▸ **Given task 1**: Which agents of British consular service does the Foreign Marriage Act text name as the channels through which British subjects could marry abroad under English matrimonial law? List every one.
## start Text passage
The Foreign Marriage Act 1892, Chapter 23 (56 & 56 Vict.), is an Act of the Parliament of the United Kingdom of Great Britain and Ireland "to consolidate Enactments relating to the Marriage of British Subjects outside the United Kingdom", and sets out the rules regarding the recognition in the United Kingdom of marriages conducted abroad (the procedures for the giving and display of notices, oaths and solemnisation, and their fees, and other matters).

Until their repeal, sections of the Act also defined the procedures used for consular marriages, which until recently – with the abolition of extraterritoriality for British subjects abroad or within the British Empire, the obsolescence of the class of the British Protected Person and the development of the concept of Lex loci celebrationis and the qualifications for its invocation (especially by the case of Radwan v Radwan (1972) (3 All ER 967), which effectively rendered foreign and Commonwealth consular marriages and British consular marriages alike invalid in England) in English law – allowed British subjects to get married abroad but under the matrimonial laws of England rather than foreign laws, through the British consul-general, consul, consulate or consular section.

The Act also defined the procedures for marriage by members of Her Majesty's Armed Forces in the United Kingdom outside of the United Kingdom.
## end Text passage
## start Exercise material
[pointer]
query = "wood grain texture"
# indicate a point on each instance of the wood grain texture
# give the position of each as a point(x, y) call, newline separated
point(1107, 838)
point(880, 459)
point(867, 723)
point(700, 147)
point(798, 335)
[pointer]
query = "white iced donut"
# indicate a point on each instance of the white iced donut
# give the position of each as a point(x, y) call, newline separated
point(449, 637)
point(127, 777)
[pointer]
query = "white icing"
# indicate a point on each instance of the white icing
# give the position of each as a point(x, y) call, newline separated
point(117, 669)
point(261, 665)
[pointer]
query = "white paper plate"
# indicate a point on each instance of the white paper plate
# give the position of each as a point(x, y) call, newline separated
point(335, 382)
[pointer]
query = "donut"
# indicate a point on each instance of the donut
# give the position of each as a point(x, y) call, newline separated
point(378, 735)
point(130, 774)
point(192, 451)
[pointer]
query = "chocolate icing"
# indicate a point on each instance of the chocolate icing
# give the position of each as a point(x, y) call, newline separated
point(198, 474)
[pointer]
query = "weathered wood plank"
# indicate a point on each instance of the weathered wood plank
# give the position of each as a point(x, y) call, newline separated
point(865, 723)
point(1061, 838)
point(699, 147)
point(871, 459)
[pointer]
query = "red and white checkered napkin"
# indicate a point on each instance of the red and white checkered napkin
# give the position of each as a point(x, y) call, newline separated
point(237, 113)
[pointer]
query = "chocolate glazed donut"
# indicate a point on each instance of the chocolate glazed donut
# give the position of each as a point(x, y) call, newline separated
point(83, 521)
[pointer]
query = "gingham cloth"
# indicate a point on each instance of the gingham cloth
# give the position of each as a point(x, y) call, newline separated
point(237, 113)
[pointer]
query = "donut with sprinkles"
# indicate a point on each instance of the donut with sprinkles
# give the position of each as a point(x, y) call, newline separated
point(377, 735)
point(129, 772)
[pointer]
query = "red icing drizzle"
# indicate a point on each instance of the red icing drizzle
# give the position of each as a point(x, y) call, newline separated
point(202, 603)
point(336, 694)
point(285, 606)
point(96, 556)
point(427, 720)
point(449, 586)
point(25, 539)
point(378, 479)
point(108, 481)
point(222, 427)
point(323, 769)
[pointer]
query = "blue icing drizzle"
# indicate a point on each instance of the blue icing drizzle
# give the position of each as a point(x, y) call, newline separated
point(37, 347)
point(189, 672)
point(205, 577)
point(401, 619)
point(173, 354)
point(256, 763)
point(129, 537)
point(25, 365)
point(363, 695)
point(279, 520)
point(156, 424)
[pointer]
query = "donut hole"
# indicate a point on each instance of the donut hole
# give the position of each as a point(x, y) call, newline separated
## end Exercise material
▸ **Given task 2**: Lay out the rows as a JSON list of strings, one string per line, leaving out blank lines. Begin at the first line of the rows and stop after the line that contains "point(198, 474)".

▸ **Expected answer 1**:
- British consul-general
- consul
- consulate
- consular section

▸ **Expected answer 2**:
[
  "[pointer]",
  "query = \"wood grain texture\"",
  "# indicate a point on each instance of the wood grain texture",
  "# give the position of each as a point(x, y) call, newline separated",
  "point(1107, 838)",
  "point(880, 459)",
  "point(867, 723)",
  "point(700, 147)",
  "point(798, 335)",
  "[pointer]",
  "query = \"white iced donut\"",
  "# indicate a point on each instance of the white iced donut",
  "# give the position of each as a point(x, y) call, newline separated",
  "point(449, 637)",
  "point(127, 777)",
  "[pointer]",
  "query = \"white icing\"",
  "# indicate a point on each instance of the white icing",
  "# give the position of each as a point(x, y) call, newline separated",
  "point(117, 669)",
  "point(261, 665)",
  "[pointer]",
  "query = \"white paper plate\"",
  "# indicate a point on each instance of the white paper plate",
  "# give the position of each as a point(x, y) call, newline separated",
  "point(335, 382)",
  "[pointer]",
  "query = \"donut\"",
  "# indicate a point on each instance of the donut",
  "# give the position of each as a point(x, y) call, newline separated",
  "point(378, 735)",
  "point(130, 774)",
  "point(192, 451)",
  "[pointer]",
  "query = \"chocolate icing\"",
  "# indicate a point on each instance of the chocolate icing",
  "# give the position of each as a point(x, y) call, newline separated",
  "point(198, 474)"
]